*Tasks for this exercise*:
A. In the article about Tennessee Sen. Stacey Campfield's radio appearance, who hosted the SiriusXM OutQ show that invited him on?
B. What homophobic myths does the article about Tennessee Sen. Stacey Campfield's radio appearance say he repeated? List every one.
C. Resume the article about Tennessee Sen. Stacey Campfield's radio appearance, starting right after its last sentence.

*Text under study*:

SOURCE: AP Photo / Mark Humphrey

Stacey Campfield, (R-Knoxville) author of the controversial “Don’t Say Gay” bill, parroted false, homophobic memes on SiriusXM OutQ last week.

If there were a bingo card for homophobic falsehoods, listeners of SiriusXM’s OutQ radio show last Thursday would all be winners.

Host Michelangelo Signorile invited the notoriously anti-gay Tennessee Sen. Stacey Campfield onto his show and Campfield accepted, demonstrating a flagrant disregard for truth along the way. The invitation was in response to Campfield’s continued introduction of the controversial “Don’t Say Gay” bill, which would prohibit teachers from mentioning any orientation besides heterosexuality—even if a student prompted the discussion.

The bill was defeated last year, as it has been each of the last seven years. Campfield told Signorile that he thought the legislation was important to represent “parental autonomy,” but upon further questioning claimed that homosexuality was unnatural, unsafe, and not subject to notable persecution.

In doing so, he repeated some pernicious homophobic myths—that homosexuality was at all comparable to bestiality, that AIDS is a gay disease, that homosexuality results from “sexual confusion,” that gay people have shorter lifespans than heterosexuals, and that there is a particular “homosexual lifestyle.”

“I think there’s a glorification of the homosexual lifestyle,” Campfield said. He continued, saying that homosexuality “happens in nature, but so does bestiality.” Furthermore, Campfield claimed that anti-gay bullying was unimportant and that children needed to be protected from exposure to homosexuality, not from the bullying that confronts non-heteronormative students.

Later in the program, Campfield asserted, “most people realize that AIDS came from the homosexual community—it was one guy screwing a monkey, if I recall correctly, and then having sex with men. It was an airline pilot, if I recall."

The existing science suggests that HIV was transmitted to African hunters via blood contact in the early 20th Century; from there, it circulated in heterosexual populations before quick modern transportation allowed the virus to spread unnoticed throughout the world. (The airline pilot Campfield mentioned is Gaetan Dugas, who was suspected of being “Patient Zero” in North America before scientists proved that HIV predated him.)

*Stored data*:
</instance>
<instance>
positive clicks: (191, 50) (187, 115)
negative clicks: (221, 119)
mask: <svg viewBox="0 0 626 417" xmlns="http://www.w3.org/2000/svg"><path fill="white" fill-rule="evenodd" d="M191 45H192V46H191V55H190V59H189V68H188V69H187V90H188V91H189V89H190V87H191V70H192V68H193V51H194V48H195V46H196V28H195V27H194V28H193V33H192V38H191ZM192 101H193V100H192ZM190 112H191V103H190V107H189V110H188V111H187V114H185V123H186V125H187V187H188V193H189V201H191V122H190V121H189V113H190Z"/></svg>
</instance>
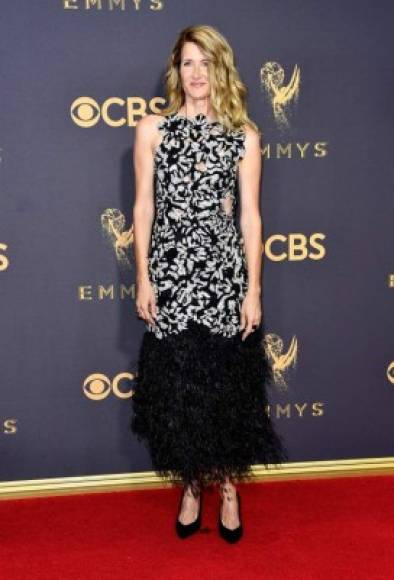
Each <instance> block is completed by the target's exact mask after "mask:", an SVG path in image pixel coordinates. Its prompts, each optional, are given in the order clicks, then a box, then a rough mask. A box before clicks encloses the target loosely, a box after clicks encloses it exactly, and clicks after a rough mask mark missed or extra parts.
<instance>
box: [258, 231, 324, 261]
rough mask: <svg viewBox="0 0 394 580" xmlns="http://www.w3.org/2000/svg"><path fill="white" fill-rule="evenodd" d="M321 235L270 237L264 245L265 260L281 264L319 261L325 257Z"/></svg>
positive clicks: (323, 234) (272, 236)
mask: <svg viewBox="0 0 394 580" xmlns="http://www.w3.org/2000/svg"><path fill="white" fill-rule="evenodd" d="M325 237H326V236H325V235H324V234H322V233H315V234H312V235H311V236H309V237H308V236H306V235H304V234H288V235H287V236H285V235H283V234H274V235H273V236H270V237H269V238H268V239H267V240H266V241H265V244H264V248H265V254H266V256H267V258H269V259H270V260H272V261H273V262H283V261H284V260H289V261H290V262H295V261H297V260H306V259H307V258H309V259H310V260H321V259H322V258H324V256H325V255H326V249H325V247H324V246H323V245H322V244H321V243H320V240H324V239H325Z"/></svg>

*Answers for the tasks*:
A. Michelangelo Signorile.

B.
- That homosexuality is at all comparable to bestiality
- That AIDS is a gay disease
- That homosexuality results from "sexual confusion"
- That gay people have shorter lifespans than heterosexuals
- That there is a particular "homosexual lifestyle"

C.
Campfield also stubbornly defended his characterization of AIDS as a “gay disease.”

“My understanding is also that it is virtually—not completely impossible—it’s virtually impossible to contract AIDS … through heterosexual sex,” he said.

As Signorile pointed out on the radio and in the Huffington Post, the vast majority of new AIDS cases worldwide are contracted through heterosexual intercourse, according to the Center for Disease Control.

The more that public figures parrot these inaccuracies, the more they become ingrained in the minds of the populace. And these myths are of course damaging: Not only do AIDS myths harm efforts to control the virus, but Campfield’s falsehoods justify the marginalization of gay people (making them particularly damaging when believed by someone with institutional power). The HIV/AIDS epidemic went unnoticed and unmentioned in America for so long because of perceptions that it was a gay disease; American homophobic rhetoric has been implicated in the persecution of gay people as far away as Uganda.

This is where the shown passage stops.